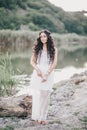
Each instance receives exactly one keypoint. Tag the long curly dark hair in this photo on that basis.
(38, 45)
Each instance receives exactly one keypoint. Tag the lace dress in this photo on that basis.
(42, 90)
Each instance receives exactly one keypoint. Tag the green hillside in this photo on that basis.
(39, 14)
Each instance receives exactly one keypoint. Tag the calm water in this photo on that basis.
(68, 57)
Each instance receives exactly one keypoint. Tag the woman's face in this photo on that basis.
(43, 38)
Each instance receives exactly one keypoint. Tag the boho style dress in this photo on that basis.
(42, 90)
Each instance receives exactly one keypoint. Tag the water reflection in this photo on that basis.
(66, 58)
┄┄┄┄┄┄┄┄┄┄
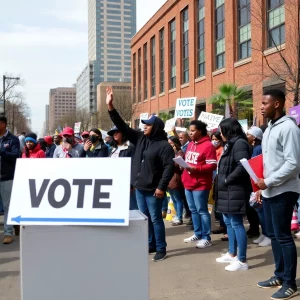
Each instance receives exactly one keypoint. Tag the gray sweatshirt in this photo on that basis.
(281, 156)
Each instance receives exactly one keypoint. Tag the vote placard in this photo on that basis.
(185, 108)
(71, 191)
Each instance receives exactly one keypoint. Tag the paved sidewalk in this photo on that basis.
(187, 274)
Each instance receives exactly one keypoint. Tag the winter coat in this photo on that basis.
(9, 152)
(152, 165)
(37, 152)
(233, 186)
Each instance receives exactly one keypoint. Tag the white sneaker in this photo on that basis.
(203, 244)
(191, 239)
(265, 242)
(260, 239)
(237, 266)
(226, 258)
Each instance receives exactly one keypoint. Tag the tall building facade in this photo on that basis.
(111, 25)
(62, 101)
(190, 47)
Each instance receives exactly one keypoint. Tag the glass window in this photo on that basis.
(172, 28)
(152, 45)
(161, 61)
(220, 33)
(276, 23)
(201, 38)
┄┄┄┄┄┄┄┄┄┄
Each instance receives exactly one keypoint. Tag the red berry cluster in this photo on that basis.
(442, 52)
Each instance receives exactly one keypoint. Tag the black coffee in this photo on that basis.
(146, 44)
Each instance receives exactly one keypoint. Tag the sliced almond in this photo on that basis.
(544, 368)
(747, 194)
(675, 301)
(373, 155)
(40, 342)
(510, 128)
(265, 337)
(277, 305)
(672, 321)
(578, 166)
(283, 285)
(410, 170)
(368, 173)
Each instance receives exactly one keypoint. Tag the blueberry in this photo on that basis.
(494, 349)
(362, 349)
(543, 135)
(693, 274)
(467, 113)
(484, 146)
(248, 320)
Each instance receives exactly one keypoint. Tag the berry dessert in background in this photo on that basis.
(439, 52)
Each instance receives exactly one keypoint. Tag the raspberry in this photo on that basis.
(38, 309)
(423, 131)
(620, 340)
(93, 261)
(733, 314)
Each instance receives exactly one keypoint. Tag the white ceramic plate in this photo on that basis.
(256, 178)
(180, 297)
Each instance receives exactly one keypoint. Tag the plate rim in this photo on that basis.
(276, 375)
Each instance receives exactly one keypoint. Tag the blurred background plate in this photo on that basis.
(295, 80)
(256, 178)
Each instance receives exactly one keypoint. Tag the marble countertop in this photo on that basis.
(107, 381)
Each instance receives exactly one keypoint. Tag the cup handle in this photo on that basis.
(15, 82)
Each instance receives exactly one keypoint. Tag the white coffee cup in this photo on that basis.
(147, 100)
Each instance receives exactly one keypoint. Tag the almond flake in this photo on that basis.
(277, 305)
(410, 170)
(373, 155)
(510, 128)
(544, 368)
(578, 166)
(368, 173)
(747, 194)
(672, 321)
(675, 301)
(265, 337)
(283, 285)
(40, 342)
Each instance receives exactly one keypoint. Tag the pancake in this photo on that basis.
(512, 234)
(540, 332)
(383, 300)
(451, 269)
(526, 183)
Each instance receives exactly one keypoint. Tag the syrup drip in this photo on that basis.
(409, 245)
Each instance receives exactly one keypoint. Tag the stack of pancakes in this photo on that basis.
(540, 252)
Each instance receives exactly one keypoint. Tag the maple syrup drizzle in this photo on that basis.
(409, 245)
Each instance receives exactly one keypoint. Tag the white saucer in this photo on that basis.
┄┄┄┄┄┄┄┄┄┄
§ REQUIRED WORK
Looking at the data above, write out exactly the lines that start at the one containing "Each instance receives exactly one keypoint. Tag the maple" and end at the one containing "saucer in this photo on that basis."; include both and nothing beyond.

§ TASK SOLUTION
Each instance receives exactly one keypoint. Tag the maple syrup drizzle in this photo on that basis.
(409, 245)
Each instance receives exactly one keypoint. Tag the white saucer in this photo on that basis.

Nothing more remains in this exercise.